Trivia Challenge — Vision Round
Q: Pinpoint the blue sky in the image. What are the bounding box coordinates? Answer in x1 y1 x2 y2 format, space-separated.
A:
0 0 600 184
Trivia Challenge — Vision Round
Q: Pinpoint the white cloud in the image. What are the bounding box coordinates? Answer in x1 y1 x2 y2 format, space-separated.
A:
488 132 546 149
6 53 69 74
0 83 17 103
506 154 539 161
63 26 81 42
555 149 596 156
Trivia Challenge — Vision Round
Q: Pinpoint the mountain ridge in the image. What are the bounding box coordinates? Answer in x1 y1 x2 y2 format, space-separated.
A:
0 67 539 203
◆ ◆ ◆ ◆ ◆
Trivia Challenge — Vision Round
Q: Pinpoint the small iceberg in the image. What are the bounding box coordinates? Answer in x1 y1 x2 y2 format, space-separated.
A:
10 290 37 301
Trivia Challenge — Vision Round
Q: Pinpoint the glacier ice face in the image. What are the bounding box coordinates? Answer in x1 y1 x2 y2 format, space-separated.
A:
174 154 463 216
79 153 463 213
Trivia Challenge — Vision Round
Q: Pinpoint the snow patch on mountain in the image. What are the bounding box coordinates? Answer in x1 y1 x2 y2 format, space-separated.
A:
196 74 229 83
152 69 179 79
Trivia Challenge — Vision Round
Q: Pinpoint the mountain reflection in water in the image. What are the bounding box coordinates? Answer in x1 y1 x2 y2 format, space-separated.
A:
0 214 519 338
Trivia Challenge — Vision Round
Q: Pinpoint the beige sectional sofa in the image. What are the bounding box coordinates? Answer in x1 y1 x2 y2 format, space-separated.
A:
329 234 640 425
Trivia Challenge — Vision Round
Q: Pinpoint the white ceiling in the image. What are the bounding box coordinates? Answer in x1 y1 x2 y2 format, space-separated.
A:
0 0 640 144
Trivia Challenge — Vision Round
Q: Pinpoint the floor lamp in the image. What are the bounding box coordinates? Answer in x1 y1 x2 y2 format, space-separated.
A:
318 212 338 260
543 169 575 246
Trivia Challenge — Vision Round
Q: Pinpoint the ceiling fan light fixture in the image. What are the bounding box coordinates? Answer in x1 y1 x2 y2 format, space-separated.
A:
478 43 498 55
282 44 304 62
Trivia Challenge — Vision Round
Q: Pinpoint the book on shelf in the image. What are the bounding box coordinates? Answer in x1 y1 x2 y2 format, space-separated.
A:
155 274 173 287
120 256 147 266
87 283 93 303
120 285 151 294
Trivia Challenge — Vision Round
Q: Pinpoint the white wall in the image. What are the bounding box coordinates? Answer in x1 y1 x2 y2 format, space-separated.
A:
◆ ◆ ◆ ◆ ◆
## Brief
How many lines of the data above contain the word "white"? Reply with the number alone.

## The output
3